#### Document text:
Loss of sovereignty 
Sovereignty is linked to the notion of nationhood, independence, territorial borders, internal decision-taking, national pride and patriotism. It is also intimately linked and derived, in this case, from the Constitution of Mauritius which lists Agalega as being a constituent part of the sovereignty of the Republic of Mauritius. In the absence of any freedom of information (FOIA) laws in Mauritius, it is difficult to factually confirm but the construction of an Indian military base in Agalega for the Indian Navy and for military aircraft of the Indian Air Force appears to have been completed and is a fait accompli. CSIS in May 2022 released images of aeroplane hangars on Agaléga for India's P-8I Poseidon aircraft which were nearing completion in November 2022.

The extent of the loss of sovereignty with the Indian "occupation" of Agalega with regard to the nationhood of Mauritius (running down the population of creoles on the island by not allowing births is drawing parallels with the British Colonials in the Chagos Archipelago), its independence (with regard to Mauritius' inability hence to avoid being drawn into a global nuclear war and becoming an unwilling nuclear holocaust victim) is difficult to assess given the secrecy of the military agreement with India but this has affected national pride and the patriotism of Mauritian citizens as perceiving this militarisation of Agalega as being modern day Indian neo-colonialism.

In the same year that Mauritius signed its agreement with India, in 2015, India also signed a military agreement with Seychelles in respect of Assumption Island. The Seychelles military agreement (with a same length runway) had clauses about whether or not Indian troops would fall under Seychellois or Indian military law. It was Indian military law.

Cost of detachment of Agalega from Mauritius 
The cost to the people from Agalega of being detached from their island so that India's military outpost can be installed has not yet been revealed. In Chagos' case, the financial "costs in 1965 were estimated at £10 million" (approximately £250 million today) excluding the United States' "secret contribution to the BIOT enterprise via waiving costs associated with Britain's nuclear weapons acquisitions, the financial costs for Britain to create BIOT was high. Acquiring Agaléga would have increased Britain's financial burden, at a time when it was winding down its vast empire and reigning in its defense spending." This off-the-balance-sheet US nuclear help will almost certainly have doubled the initial cost to around £500 million in today's money. Mauritius does not produce nor hold nuclear weapons and the monetary quid pro quo relating to major infrastructural projects in Mauritius has also not been revealed. By way of example, "India has agreed to grant a Line of Credit (LOC) of USD 200 million to Mauritius as regards the Light Rail Transit project. An additional amount to the tune of USD 450 million from EXIM Bank of India at a very low interest rate will also be granted."</ref>

Infrastructure
Most homes are in the main villages of Vingt-Cinq and La Fourche on the North Island, and St. Rita on the South Island. The road connecting the different localities is sandy and coral. The North Island is home to an airstrip, a government primary school "Jacques Le Chartier", the police station, the weather station, the central telecommunications office (Mauritius Telecom) and the health service. There is no running water on the island. Drinking water comes from rainwater collected by gutters. Water for other uses is sourced from wells. Electricity is supplied by generators running on diesel, with supply limited to certain hours. The company that manages the remote islands, such as Agaléga and St Brandon, is working on a project to ensure power supply to these islands, via submarine connection.

#### Stated problem A:
Arrange everything in the records from the line containing "twig that appears in the image above." down to the line containing "[163,66,239,115]" as a JSON list of strings, one string per line, leaving out blank lines.
The Agalega text and the records that follow it do not come from the same source.

#### Exercise data:
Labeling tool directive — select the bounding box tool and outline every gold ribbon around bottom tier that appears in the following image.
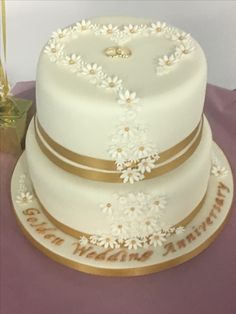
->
[34,118,203,183]
[13,186,230,277]
[34,190,206,243]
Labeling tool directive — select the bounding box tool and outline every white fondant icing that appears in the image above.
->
[26,119,212,234]
[37,17,206,159]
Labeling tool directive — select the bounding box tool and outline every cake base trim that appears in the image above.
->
[11,145,233,276]
[35,119,204,183]
[34,190,207,239]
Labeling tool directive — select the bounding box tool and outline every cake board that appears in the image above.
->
[11,143,233,276]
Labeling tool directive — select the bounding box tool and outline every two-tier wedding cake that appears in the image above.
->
[12,17,232,275]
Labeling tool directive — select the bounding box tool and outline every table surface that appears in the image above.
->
[0,82,236,314]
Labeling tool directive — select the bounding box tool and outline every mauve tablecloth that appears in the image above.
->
[0,82,236,314]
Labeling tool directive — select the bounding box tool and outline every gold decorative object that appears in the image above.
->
[0,0,32,154]
[104,46,132,58]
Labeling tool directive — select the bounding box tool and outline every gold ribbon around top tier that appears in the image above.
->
[34,191,207,243]
[34,118,203,183]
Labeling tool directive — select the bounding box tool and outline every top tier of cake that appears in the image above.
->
[37,17,207,163]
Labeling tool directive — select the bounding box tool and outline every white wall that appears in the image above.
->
[3,0,236,89]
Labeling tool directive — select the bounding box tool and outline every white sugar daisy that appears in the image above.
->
[101,76,122,91]
[149,22,167,35]
[175,42,195,56]
[158,54,176,67]
[124,238,143,250]
[211,165,228,177]
[150,195,167,212]
[74,20,93,32]
[120,168,144,184]
[62,53,81,72]
[140,217,158,235]
[44,41,64,62]
[171,31,190,42]
[16,192,33,205]
[79,236,89,246]
[100,24,119,35]
[132,141,156,159]
[138,157,156,173]
[111,221,129,238]
[149,231,166,247]
[100,202,113,215]
[118,89,139,110]
[52,28,71,40]
[98,235,120,249]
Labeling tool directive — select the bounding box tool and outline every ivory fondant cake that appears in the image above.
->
[12,17,233,269]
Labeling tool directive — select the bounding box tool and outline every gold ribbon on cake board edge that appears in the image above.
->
[11,142,235,277]
[34,190,207,239]
[34,119,203,183]
[12,188,232,277]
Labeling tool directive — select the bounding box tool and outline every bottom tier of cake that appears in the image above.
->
[26,118,212,243]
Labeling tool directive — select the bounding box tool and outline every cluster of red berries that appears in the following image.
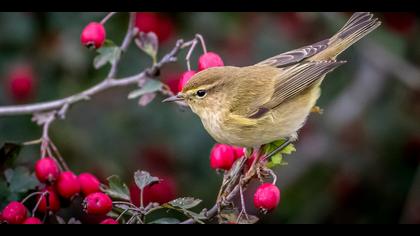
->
[134,12,175,43]
[210,144,280,211]
[80,12,174,49]
[1,157,112,224]
[178,52,224,92]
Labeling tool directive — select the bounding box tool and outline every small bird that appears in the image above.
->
[163,12,381,148]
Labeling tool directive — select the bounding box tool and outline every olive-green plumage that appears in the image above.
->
[167,13,380,147]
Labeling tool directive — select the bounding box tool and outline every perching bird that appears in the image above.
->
[164,12,381,148]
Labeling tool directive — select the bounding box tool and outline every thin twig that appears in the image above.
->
[0,40,183,116]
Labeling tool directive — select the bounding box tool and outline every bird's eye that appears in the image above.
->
[197,90,207,98]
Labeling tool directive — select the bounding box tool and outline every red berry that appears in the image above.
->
[8,66,35,102]
[210,144,235,170]
[254,183,280,211]
[57,171,80,198]
[2,202,28,224]
[79,173,101,196]
[83,193,112,215]
[80,22,106,48]
[130,176,176,206]
[35,157,60,183]
[37,188,60,213]
[100,218,118,225]
[165,73,180,94]
[22,217,42,225]
[233,146,245,160]
[178,70,196,92]
[198,52,224,71]
[135,12,174,43]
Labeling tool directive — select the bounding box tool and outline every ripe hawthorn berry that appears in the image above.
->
[135,12,175,43]
[80,22,106,48]
[232,146,245,160]
[7,65,35,102]
[22,217,42,225]
[178,70,197,92]
[198,52,224,71]
[56,171,80,198]
[35,157,60,183]
[78,173,101,196]
[83,193,112,215]
[100,218,119,225]
[2,201,28,224]
[254,183,280,211]
[210,144,236,170]
[37,187,61,213]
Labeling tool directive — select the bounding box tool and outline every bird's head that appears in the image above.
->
[163,66,239,115]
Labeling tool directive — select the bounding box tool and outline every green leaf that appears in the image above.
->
[4,166,39,193]
[168,197,201,209]
[128,79,163,99]
[0,142,22,167]
[149,218,180,225]
[281,143,296,155]
[102,175,130,201]
[264,139,296,169]
[135,32,159,63]
[93,40,121,69]
[134,170,160,191]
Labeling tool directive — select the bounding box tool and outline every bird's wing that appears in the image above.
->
[256,39,329,68]
[247,60,345,119]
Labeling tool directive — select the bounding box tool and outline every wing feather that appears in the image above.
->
[248,60,345,119]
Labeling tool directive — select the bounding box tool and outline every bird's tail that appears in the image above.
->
[313,12,381,59]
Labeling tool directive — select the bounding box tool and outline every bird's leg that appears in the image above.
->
[264,138,292,160]
[236,175,249,223]
[311,106,324,114]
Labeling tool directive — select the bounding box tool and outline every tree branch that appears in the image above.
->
[0,39,184,116]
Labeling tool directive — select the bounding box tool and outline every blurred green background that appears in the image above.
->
[0,12,420,223]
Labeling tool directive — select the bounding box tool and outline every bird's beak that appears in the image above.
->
[162,94,184,102]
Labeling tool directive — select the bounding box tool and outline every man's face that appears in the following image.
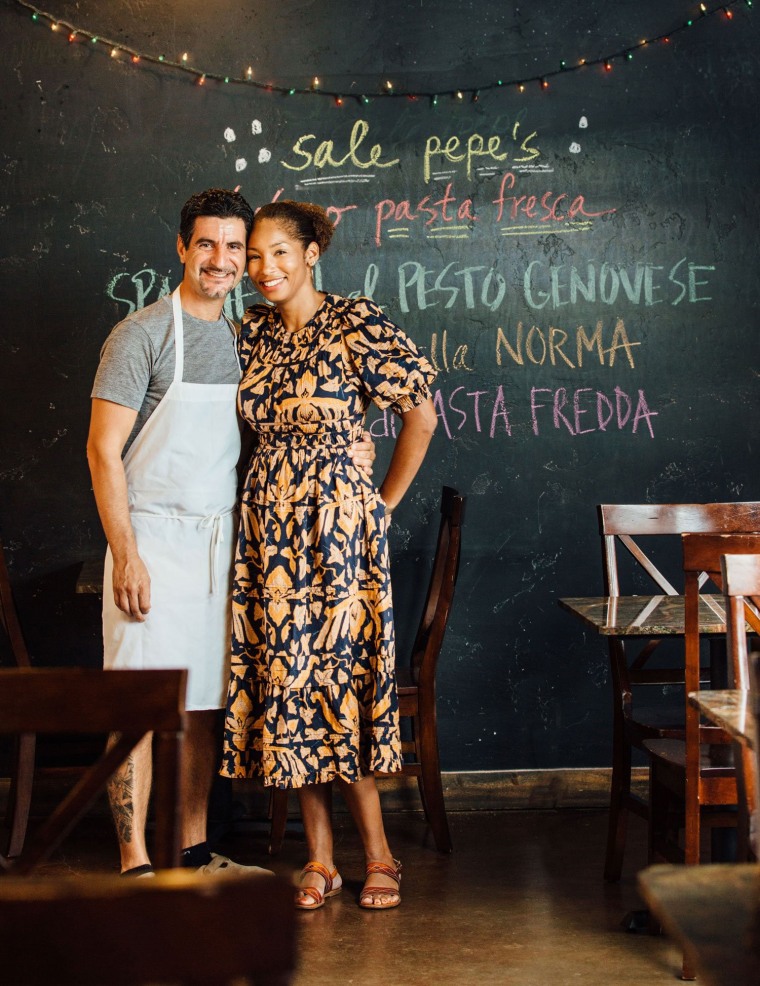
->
[177,216,245,300]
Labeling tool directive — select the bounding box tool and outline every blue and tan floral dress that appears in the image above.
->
[222,295,435,788]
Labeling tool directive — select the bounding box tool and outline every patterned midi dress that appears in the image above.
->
[221,295,435,788]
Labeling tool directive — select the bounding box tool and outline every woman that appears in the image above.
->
[222,201,436,910]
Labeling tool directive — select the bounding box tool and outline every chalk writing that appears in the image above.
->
[496,318,641,370]
[493,171,617,223]
[280,120,399,171]
[530,387,659,438]
[523,257,715,308]
[369,384,659,440]
[423,120,541,183]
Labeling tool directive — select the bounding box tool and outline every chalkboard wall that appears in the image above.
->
[0,0,760,770]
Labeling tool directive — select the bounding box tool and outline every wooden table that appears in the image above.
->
[689,689,760,748]
[638,863,760,986]
[559,595,726,637]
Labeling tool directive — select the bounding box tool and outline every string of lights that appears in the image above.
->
[15,0,753,106]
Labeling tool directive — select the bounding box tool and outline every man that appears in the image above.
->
[87,189,374,876]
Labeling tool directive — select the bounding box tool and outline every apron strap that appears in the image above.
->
[172,287,185,383]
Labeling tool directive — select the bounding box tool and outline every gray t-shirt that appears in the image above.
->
[91,295,240,452]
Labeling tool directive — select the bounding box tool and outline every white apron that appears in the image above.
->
[103,288,240,711]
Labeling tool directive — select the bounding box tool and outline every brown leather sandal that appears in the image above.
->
[359,859,401,911]
[295,860,343,911]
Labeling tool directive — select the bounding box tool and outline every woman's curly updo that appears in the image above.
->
[251,199,335,255]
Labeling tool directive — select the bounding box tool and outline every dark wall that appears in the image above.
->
[0,0,760,769]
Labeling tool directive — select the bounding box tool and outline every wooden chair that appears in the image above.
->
[269,486,466,854]
[0,541,112,858]
[597,502,760,881]
[645,534,760,979]
[0,668,187,873]
[0,870,296,986]
[721,554,760,859]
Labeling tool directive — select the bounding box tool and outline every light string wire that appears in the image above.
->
[7,0,753,106]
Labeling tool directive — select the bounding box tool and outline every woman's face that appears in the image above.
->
[247,219,319,306]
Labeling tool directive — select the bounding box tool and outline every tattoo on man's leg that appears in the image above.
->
[108,755,135,842]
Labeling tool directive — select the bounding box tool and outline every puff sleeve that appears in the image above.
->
[344,298,436,414]
[237,305,270,373]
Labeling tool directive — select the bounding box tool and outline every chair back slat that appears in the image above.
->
[411,486,466,681]
[721,552,760,691]
[0,668,187,873]
[721,549,760,858]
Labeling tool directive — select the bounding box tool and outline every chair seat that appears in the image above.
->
[644,739,734,777]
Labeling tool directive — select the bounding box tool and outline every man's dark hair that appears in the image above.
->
[179,188,253,247]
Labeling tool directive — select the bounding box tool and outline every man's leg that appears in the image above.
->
[108,733,153,873]
[182,709,218,852]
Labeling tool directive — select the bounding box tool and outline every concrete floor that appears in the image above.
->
[32,809,681,986]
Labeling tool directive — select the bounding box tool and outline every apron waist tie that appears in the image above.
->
[198,507,234,595]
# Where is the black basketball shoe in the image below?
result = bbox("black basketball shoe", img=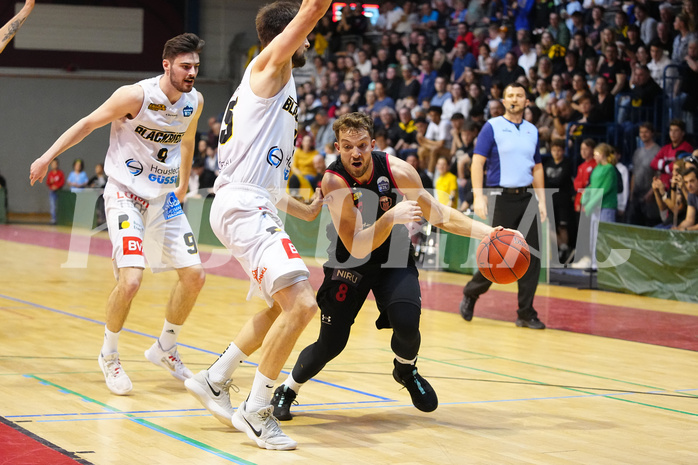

#### Stated problem B:
Pick up the text on Agalega where it stops and continue writing it.

#### Written reply A:
[
  "Labeling tool directive — select the bounding box tool and outline every thin twig that appears in the image above.",
  "->",
  "[0,40,183,116]",
  "Labeling tool directive — select the bounding box tool and outline every bird's eye that appears in the image above.",
  "->",
  "[197,90,207,98]",
  "Labeling tool directive — select the bounding box tool and outline every red berry that appears in the image above.",
  "->",
  "[8,66,35,102]",
  "[210,144,235,170]",
  "[254,183,280,211]",
  "[57,171,80,198]",
  "[2,202,28,224]",
  "[79,173,101,196]",
  "[83,193,112,215]",
  "[80,22,106,48]",
  "[130,176,176,206]",
  "[35,157,60,183]",
  "[37,188,60,213]",
  "[100,218,118,225]",
  "[165,73,180,94]",
  "[22,217,42,225]",
  "[233,146,245,160]",
  "[178,70,196,92]",
  "[198,52,224,71]",
  "[135,12,174,43]",
  "Labeling tool directive — select the bounding box tool and outline every ripe hawthorn berry that appears in the image above.",
  "->",
  "[135,12,175,43]",
  "[80,22,106,48]",
  "[232,146,245,160]",
  "[7,65,35,102]",
  "[22,217,42,225]",
  "[178,70,197,92]",
  "[198,52,224,71]",
  "[56,171,80,198]",
  "[35,157,60,183]",
  "[78,173,101,196]",
  "[83,193,112,215]",
  "[100,218,119,225]",
  "[2,201,28,224]",
  "[254,183,280,211]",
  "[210,144,236,170]",
  "[37,187,61,213]",
  "Labeling tool directive — select the bounding box tool and outline every bird's head that appears in the image above.",
  "->",
  "[163,66,239,115]"
]

#### Written reply B:
Agaléga is connected to Mauritius by air and sea. The civilian airstrip on the island in the north allows takeoff and landing of small aircraft. There is now a new 10,000 foot long modern airstrip suitable for jet aircraft. There is no functional port on the islands, only a pier at St James Anchorage on the island's north. Vessels of the Mauritius Shipping Corporation (the Pride Mauritius and the Mauritius Trochetia) cast anchor about  from this place, in the deep sea, during refueling.

Health services are provided by a health officer and a midwife. Doctors from Mauritius make short tours throughout the year. The Agaléens also receive a visit from a magistrate during the year.

For education, there is a primary school for the young, but pupils then continue their education in secondary schools on the island of Mauritius.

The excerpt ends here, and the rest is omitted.